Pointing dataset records
•••
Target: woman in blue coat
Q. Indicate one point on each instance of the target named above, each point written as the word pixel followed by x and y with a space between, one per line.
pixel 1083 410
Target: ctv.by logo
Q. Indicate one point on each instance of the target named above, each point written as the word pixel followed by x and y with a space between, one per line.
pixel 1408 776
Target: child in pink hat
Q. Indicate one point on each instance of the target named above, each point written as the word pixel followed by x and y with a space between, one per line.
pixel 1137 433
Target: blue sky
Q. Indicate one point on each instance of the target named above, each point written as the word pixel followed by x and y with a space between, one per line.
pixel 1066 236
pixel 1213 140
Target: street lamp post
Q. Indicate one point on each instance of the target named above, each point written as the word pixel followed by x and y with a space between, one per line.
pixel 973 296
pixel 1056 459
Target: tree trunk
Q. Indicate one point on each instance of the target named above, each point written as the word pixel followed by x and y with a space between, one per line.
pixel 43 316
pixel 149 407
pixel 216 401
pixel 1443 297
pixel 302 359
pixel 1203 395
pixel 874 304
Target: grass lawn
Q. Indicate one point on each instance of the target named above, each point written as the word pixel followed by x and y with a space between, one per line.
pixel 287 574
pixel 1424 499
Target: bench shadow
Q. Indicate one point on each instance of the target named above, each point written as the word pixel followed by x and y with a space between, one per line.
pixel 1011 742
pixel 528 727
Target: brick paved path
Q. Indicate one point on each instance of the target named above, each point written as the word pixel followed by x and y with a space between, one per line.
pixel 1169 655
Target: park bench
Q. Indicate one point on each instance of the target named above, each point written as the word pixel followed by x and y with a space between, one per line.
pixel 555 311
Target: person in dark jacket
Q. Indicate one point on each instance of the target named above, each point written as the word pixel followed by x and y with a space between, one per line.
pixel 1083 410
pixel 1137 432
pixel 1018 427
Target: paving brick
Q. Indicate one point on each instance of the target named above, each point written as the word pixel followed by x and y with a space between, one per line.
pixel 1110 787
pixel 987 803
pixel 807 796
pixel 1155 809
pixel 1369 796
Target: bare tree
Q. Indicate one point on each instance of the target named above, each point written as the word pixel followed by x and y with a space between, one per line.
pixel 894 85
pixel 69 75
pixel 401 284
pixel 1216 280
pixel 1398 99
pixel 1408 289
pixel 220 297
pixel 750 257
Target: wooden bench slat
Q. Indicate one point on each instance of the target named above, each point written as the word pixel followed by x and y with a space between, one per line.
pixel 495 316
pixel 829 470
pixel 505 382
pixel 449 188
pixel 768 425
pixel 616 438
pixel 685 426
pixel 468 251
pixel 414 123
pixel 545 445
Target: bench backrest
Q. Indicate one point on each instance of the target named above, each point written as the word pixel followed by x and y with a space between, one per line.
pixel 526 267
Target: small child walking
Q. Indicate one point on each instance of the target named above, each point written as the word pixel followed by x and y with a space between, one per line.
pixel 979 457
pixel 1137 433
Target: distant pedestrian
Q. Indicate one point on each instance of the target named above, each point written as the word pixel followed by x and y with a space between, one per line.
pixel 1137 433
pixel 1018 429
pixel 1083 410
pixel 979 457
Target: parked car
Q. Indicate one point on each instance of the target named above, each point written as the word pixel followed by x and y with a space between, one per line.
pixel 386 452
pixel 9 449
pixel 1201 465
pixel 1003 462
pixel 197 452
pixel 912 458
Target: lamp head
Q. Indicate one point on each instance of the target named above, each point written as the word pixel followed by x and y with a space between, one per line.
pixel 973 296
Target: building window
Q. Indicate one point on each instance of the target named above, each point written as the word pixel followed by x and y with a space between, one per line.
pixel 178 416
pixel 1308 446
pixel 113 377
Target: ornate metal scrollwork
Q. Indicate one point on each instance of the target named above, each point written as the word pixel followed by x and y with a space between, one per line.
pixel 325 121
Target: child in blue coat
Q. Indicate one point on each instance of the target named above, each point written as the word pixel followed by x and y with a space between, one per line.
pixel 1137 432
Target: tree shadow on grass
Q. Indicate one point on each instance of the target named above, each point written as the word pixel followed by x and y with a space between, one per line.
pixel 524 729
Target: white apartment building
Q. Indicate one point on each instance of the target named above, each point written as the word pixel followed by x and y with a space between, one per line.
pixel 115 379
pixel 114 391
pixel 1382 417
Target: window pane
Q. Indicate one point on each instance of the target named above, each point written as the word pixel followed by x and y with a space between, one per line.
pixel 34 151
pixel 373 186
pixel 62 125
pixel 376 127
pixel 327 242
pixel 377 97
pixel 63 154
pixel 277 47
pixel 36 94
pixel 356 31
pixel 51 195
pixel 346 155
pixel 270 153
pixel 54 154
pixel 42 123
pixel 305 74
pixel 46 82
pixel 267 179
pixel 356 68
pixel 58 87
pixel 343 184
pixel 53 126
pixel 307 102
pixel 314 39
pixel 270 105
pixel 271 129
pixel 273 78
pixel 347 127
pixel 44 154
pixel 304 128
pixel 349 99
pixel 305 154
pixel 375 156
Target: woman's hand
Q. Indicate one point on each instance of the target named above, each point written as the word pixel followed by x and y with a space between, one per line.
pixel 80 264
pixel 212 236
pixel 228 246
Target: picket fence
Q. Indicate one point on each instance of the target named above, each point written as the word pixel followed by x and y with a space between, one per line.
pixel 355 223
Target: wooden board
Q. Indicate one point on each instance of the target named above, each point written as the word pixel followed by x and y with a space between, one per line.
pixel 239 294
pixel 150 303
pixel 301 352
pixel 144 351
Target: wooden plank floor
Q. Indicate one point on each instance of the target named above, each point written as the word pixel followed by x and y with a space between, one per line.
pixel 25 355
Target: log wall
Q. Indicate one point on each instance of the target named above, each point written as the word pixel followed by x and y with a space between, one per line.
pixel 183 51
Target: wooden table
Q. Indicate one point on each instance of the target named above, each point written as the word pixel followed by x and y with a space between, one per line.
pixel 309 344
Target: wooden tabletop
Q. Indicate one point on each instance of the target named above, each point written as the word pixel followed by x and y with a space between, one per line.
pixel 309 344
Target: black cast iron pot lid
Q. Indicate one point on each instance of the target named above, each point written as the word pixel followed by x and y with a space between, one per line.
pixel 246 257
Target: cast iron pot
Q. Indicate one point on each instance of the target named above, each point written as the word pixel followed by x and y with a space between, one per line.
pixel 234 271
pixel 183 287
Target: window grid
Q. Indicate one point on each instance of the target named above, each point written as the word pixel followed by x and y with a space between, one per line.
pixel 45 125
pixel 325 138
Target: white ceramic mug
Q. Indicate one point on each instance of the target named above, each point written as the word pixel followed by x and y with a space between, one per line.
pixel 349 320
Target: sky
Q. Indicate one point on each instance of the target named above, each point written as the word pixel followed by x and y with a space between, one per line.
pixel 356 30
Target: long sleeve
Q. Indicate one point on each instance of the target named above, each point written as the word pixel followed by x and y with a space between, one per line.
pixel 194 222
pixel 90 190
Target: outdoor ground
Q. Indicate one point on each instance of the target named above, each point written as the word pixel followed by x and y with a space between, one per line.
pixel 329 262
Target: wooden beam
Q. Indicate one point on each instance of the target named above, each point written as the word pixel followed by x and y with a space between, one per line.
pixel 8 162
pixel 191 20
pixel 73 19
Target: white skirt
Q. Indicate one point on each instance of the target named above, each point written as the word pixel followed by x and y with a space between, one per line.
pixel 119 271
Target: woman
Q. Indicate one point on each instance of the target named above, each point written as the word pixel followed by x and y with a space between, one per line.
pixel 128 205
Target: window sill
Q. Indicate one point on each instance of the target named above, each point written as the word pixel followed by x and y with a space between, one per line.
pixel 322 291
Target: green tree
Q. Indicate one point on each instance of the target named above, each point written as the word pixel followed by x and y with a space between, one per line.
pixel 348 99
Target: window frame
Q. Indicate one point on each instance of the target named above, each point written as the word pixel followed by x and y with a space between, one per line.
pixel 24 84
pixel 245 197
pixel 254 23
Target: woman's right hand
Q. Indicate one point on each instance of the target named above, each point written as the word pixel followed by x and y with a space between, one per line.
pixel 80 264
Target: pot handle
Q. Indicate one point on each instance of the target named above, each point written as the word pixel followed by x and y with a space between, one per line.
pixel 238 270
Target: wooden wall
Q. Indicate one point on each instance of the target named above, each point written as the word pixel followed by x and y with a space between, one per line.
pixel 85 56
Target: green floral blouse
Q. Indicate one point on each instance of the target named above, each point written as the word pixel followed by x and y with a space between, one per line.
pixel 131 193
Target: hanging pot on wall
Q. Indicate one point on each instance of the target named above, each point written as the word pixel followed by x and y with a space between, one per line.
•••
Copy the rows above word for word, beginning at the line that contains "Target: green floral blouse" and continuing through the final line of the rows.

Target: green floral blouse
Q. Indicate one point on each instance of the target named above, each point written as the word pixel followed by x and y with a space between, one per line.
pixel 131 193
Target: hanging pot on wall
Q. Indicate one point on each instance of the target named above, each point written as the word pixel followed by x and y with a space between, one per line.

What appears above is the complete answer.